Reproduce the account of the trip to Greensboro word for word, in full.

(DOCUMENT TEXT begins)

George, Stephanie, and I came down to Greensboro on March 1, 2003, for a concert at the Greensboro Colosseum. After the show, George’s uncle allowed a bunch of the young people to sleep in some empty offices on South Elm Street.
We took my parents’ second car, a Green Corolla, and pushed down from Pennsylvania, past DC, past Manassas, past Richmond, and then into and west across North Carolina. Stephanie had a sign made and put in the back of the car window that said Goin’ Phishin’ or something like that.
I remember going to sleep that night on a foam pallet and my sleeping bag. Stephanie’s feet were near my head, and George was off to my right.
The next morning, George got the keys to his grandmother’s store that was across the street and told us to come look a it. He jingled open the door and the three of us walked in — George first, then Stephanie, and then me.

(DOCUMENT TEXT ends)
(RECORDS SUPPLIED begins)

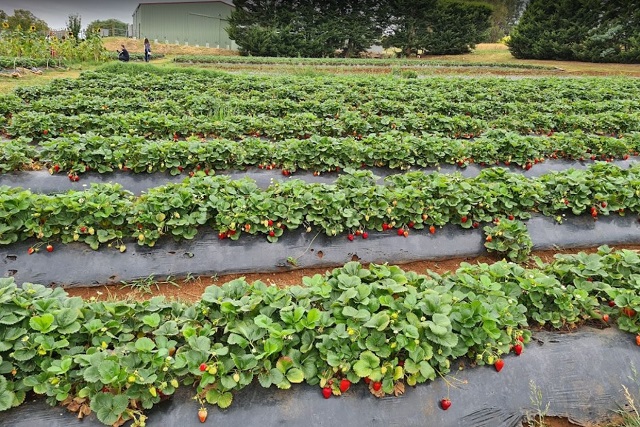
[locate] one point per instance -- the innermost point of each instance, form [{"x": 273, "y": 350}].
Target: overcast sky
[{"x": 56, "y": 12}]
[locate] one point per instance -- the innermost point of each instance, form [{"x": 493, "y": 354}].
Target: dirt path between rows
[{"x": 191, "y": 288}]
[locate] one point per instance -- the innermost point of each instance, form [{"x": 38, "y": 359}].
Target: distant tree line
[
  {"x": 320, "y": 28},
  {"x": 583, "y": 30}
]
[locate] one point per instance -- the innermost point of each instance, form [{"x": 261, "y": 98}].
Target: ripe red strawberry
[
  {"x": 326, "y": 392},
  {"x": 202, "y": 414},
  {"x": 517, "y": 349},
  {"x": 445, "y": 404}
]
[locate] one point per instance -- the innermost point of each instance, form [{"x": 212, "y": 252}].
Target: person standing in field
[
  {"x": 123, "y": 55},
  {"x": 147, "y": 49}
]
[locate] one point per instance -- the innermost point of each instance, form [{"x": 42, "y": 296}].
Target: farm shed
[{"x": 193, "y": 23}]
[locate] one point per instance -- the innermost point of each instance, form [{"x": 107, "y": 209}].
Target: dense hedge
[{"x": 583, "y": 30}]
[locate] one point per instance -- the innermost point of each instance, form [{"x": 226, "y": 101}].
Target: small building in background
[{"x": 191, "y": 23}]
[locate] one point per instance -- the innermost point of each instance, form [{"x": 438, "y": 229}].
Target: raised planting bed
[{"x": 377, "y": 325}]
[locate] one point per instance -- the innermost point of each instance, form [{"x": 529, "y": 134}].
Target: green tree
[
  {"x": 503, "y": 18},
  {"x": 74, "y": 25},
  {"x": 437, "y": 26},
  {"x": 310, "y": 28},
  {"x": 115, "y": 27},
  {"x": 586, "y": 30},
  {"x": 26, "y": 20}
]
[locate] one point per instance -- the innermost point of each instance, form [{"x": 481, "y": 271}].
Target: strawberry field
[{"x": 264, "y": 172}]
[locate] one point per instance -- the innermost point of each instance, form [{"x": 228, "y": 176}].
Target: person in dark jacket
[
  {"x": 147, "y": 50},
  {"x": 123, "y": 55}
]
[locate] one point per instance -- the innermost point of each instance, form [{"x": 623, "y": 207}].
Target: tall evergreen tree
[
  {"x": 437, "y": 26},
  {"x": 587, "y": 30},
  {"x": 323, "y": 27}
]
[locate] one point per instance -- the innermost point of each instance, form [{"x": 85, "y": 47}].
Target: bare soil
[{"x": 190, "y": 289}]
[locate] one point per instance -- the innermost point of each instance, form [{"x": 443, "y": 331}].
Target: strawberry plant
[
  {"x": 379, "y": 324},
  {"x": 508, "y": 238}
]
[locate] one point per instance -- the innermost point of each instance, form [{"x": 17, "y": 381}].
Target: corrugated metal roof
[{"x": 227, "y": 2}]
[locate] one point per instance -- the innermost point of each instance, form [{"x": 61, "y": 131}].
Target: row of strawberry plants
[
  {"x": 353, "y": 205},
  {"x": 13, "y": 62},
  {"x": 352, "y": 90},
  {"x": 216, "y": 59},
  {"x": 378, "y": 325},
  {"x": 41, "y": 126},
  {"x": 76, "y": 154},
  {"x": 211, "y": 104}
]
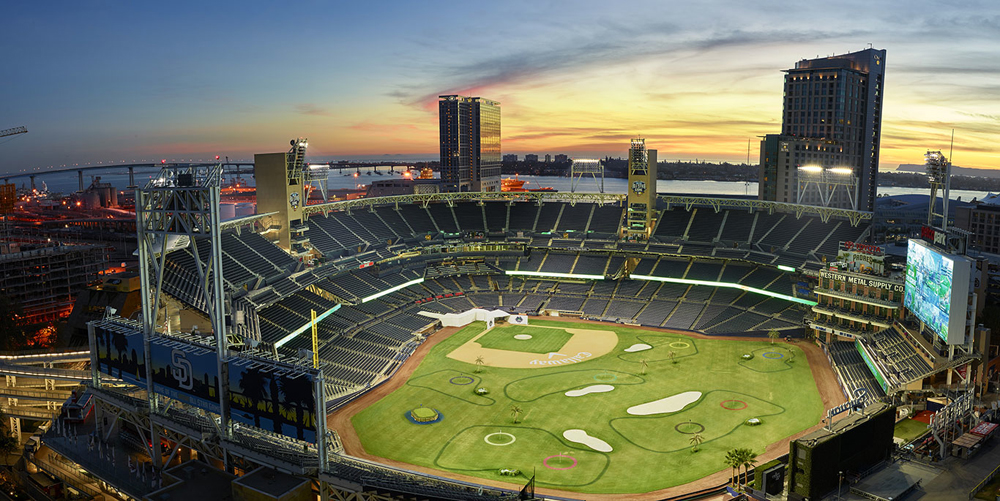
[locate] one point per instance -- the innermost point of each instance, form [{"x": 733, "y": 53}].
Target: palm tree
[
  {"x": 515, "y": 412},
  {"x": 773, "y": 334},
  {"x": 732, "y": 460},
  {"x": 696, "y": 440},
  {"x": 748, "y": 458}
]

(RECORDS SUPPLIED ends)

▸ TASK ANSWER
George, Stephanie, and I came down to Greensboro on March 1, 2003, for a concert at the Greensboro Colosseum. After the show, George’s uncle allowed a bunch of the young people to sleep in some empty offices on South Elm Street.
We took my parents’ second car, a Green Corolla, and pushed down from Pennsylvania, past DC, past Manassas, past Richmond, and then into and west across North Carolina. Stephanie had a sign made and put in the back of the car window that said Goin’ Phishin’ or something like that.
I remember going to sleep that night on a foam pallet and my sleeping bag. Stephanie’s feet were near my head, and George was off to my right.
The next morning, George got the keys to his grandmother’s store that was across the street and told us to come look a it. He jingled open the door and the three of us walked in — George first, then Stephanie, and then me.